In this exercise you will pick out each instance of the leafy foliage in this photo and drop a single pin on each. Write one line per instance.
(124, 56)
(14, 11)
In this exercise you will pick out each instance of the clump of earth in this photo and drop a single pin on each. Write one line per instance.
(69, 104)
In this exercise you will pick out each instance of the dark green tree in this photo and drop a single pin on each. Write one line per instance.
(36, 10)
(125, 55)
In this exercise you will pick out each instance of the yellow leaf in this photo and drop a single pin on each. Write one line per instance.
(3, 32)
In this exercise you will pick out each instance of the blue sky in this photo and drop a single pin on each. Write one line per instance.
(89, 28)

* * *

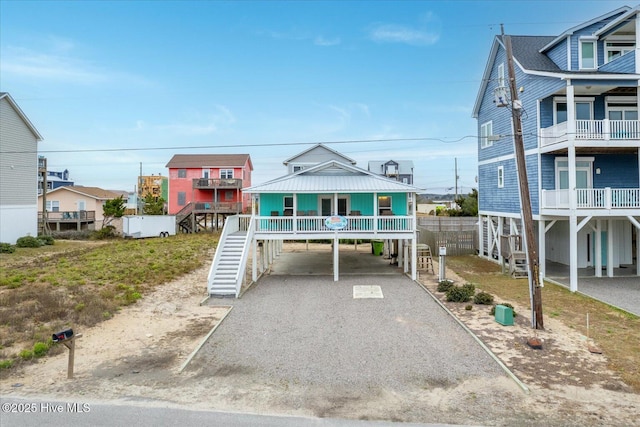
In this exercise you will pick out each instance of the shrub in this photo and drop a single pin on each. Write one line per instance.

*THE PROBLEM*. Identify each line in the items above that contains the word "tree", and copy every such line in full.

*REPLY TO THE TASK*.
In this exercise you will pick out each instance of the dark green tree in this photo and drop a single pin on each. Write one line per instance.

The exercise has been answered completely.